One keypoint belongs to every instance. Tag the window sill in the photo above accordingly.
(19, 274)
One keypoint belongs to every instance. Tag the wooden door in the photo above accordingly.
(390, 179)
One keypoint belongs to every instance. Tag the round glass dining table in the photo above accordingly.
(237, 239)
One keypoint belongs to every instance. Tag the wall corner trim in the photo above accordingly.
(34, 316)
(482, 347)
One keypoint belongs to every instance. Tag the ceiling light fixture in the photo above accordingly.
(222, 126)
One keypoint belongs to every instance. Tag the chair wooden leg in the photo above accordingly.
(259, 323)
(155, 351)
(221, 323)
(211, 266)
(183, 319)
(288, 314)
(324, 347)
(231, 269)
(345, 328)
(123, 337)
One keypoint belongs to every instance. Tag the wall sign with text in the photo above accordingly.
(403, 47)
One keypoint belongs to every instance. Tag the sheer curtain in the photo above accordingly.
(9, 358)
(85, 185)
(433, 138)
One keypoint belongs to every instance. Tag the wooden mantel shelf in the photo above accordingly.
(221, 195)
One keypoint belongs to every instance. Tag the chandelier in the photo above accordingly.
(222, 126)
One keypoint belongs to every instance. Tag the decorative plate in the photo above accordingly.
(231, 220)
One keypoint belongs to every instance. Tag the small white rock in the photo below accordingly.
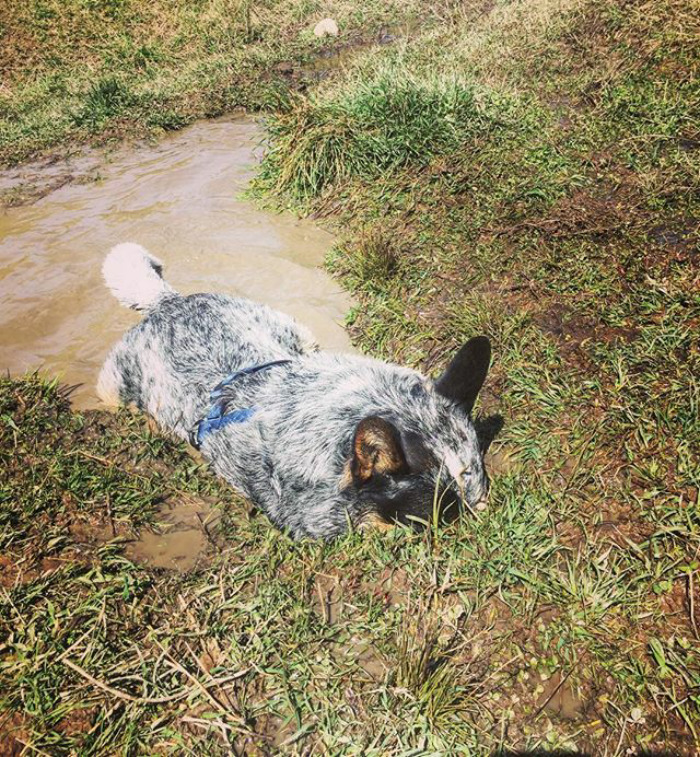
(326, 26)
(637, 716)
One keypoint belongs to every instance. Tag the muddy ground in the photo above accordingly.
(526, 170)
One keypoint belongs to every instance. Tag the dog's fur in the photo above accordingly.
(336, 440)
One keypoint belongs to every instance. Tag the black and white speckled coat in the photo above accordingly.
(331, 441)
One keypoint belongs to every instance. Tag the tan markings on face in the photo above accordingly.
(345, 477)
(374, 452)
(373, 521)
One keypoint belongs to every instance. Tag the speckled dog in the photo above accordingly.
(321, 442)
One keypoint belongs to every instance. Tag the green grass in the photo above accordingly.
(531, 171)
(526, 169)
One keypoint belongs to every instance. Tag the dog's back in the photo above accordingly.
(185, 344)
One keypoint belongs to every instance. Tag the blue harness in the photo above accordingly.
(216, 418)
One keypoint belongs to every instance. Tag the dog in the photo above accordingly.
(321, 442)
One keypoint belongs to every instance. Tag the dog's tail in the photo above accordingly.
(135, 277)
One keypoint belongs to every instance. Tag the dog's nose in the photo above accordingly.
(483, 502)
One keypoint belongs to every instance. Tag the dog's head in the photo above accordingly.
(421, 456)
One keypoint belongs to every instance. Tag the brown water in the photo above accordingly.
(181, 200)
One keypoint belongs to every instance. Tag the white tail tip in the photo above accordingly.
(134, 276)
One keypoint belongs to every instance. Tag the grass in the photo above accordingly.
(100, 70)
(528, 170)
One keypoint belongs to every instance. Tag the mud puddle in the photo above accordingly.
(180, 539)
(181, 200)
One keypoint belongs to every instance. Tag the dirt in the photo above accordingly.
(180, 540)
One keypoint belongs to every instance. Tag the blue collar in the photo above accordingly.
(216, 418)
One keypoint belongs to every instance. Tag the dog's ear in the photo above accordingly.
(376, 449)
(465, 375)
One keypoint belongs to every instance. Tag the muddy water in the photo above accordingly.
(181, 200)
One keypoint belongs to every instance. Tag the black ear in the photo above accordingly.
(465, 375)
(376, 448)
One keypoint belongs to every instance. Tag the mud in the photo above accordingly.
(182, 200)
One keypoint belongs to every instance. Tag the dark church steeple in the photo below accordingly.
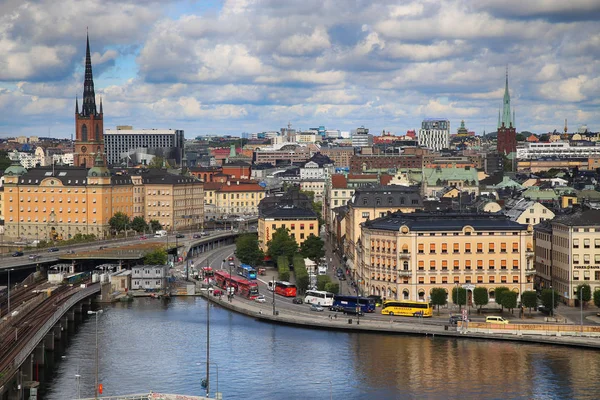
(89, 96)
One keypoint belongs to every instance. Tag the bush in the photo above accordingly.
(283, 269)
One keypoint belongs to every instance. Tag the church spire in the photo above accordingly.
(89, 100)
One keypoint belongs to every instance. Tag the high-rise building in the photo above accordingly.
(136, 146)
(89, 123)
(507, 133)
(435, 134)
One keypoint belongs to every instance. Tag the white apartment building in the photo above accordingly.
(534, 151)
(435, 134)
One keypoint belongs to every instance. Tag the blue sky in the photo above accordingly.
(232, 66)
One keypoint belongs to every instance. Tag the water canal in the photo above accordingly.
(148, 345)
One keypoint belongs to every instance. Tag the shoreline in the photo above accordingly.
(394, 327)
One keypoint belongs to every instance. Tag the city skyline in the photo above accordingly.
(245, 66)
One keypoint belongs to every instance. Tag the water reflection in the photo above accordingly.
(148, 345)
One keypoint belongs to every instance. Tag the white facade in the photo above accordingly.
(533, 151)
(435, 134)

══════════════════════════════

Write out every line above exactly as it is, leaving out the pictures.

One keypoint belongs to every instance. Tag the window sill in the photo above accordingly.
(19, 274)
One keypoint belongs to every instance. Tag the wooden door in the photo above accordingly.
(390, 179)
One keypoint belongs to every instance. Tag the round glass dining table in the photo above accordingly.
(237, 239)
One keypoint belongs to every instance. Tag the wall corner trim in the photo above accordingly.
(34, 316)
(482, 347)
One keypoint belongs to every instance. Tag the ceiling light fixture in the photo above accordingly.
(222, 126)
One keypoint belongs to every instance. Tag the chair wooden leg in the photo above accordingly.
(259, 323)
(155, 351)
(221, 323)
(211, 266)
(183, 319)
(288, 314)
(324, 347)
(231, 269)
(345, 328)
(123, 337)
One keypoint belongs to every instance. Tag the wall sign with text in the photo above accordingly.
(403, 47)
One keypoint belongs to every instance. Tag the sheer curtain in the photo above accordingly.
(9, 358)
(85, 185)
(433, 138)
One keypoint belongs to every instance. Tag the wooden mantel shelf in the photo above accordingly.
(221, 195)
One keypoint belongs to every instance. Tag the chandelier in the photo above accordingly.
(222, 126)
One keypoint belongs to every instance. Tag the decorative plate in the photo above accordingly.
(231, 220)
One keypoint belongs to every instance. Tag the small white rock in the photo below accordingly.
(326, 26)
(637, 716)
One keypoint belongs to every instance. Tag the muddy ground in the photo above accordingly.
(526, 170)
One keypoint belongs to every instance. Tag the dog's fur in the photo above accordingly.
(336, 440)
One keypoint belongs to every instance. Tag the black and white speckled coat in the photo above accordingly.
(331, 441)
One keypoint belongs to every instance. Tag the tan markings on face in the photo above accordingly.
(345, 477)
(374, 452)
(373, 521)
One keypoint belongs to every instance. Tag the speckled dog in the photo above accordingly.
(321, 442)
One keypoint belongs to every instance. Tag the green grass in the photo above accordingly.
(531, 171)
(526, 169)
One keypoint belongs to every instance. Tag the dog's back in the photo above accordingly.
(185, 344)
One keypoint belongs to every instance. Tag the blue harness in the photo above accordingly.
(216, 418)
One keypoint belongs to every instance. Tag the dog in the photo above accordingly.
(321, 442)
One keypoint belongs to every instance. Tag the dog's tail in the photo above accordingly.
(135, 277)
One keypoint belongs to every instance. Tag the dog's nose in the photo above accordingly.
(483, 502)
One keypoint belongs to every instance. Tag the dog's head in the photo above accordingly.
(421, 456)
One keypoint belongs to every instance. Tag the brown water in the photo above accordingly.
(181, 200)
One keypoint belongs to every instance. Tag the white tail tip in the photo above accordingly.
(134, 276)
One keypoint belongs to every instance. Tag the grass in the photo above accordingly.
(100, 70)
(528, 170)
One keypoint belongs to every instance. Tag the mud puddle in the photo above accordingly.
(180, 539)
(181, 200)
One keypoint belongs to every instance. Tag the dirt in the photo above accordingly.
(180, 540)
One keypoint belongs to every instance. Tag the blue collar in the photo above accordingly.
(216, 418)
One keypoint belongs to every instance. Tag the dog's ear in the photo above accordingly.
(376, 449)
(465, 375)
One keypoint belongs to every instance. Tag the muddy water in the photo above accordingly.
(181, 200)
One keypoint belongs to every instance. Tag the black ear in the photo above accordingly.
(465, 375)
(376, 448)
One keypoint belongs to every instance. Tag the mud in the photo above accordingly.
(182, 200)
One keypoint belongs to every instance. Tag the dark church steeple in the photo below accordingly.
(89, 96)
One keypoint belongs to every instance. Tag the bush in the photo above accordingly.
(283, 269)
One keypoint belongs to every instance. Tag the church spire in the photo above accordingly.
(89, 100)
One keypoint belongs to every instance. Tag the high-rise building in the photo above accordingly.
(136, 146)
(89, 123)
(507, 133)
(435, 134)
One keypoint belongs to every instance. Tag the white apartment building in the photo above accordingly.
(534, 151)
(435, 134)
One keypoint belongs to every instance. Tag the blue sky in the photo above accordingly.
(232, 66)
One keypoint belongs to every instance. Tag the water canal in the photo above accordingly.
(148, 345)
One keypoint belongs to every instance. Tag the shoreline in the photo above accordingly.
(394, 327)
One keypoint belongs to every instance. Tag the city skyline in the photo above accordingly.
(245, 66)
One keypoint belongs to every instance. Tag the water reflection in the photo above accordingly.
(148, 345)
One keypoint belongs to every instance. Tag the white facade in the photo above accordingly.
(533, 151)
(435, 134)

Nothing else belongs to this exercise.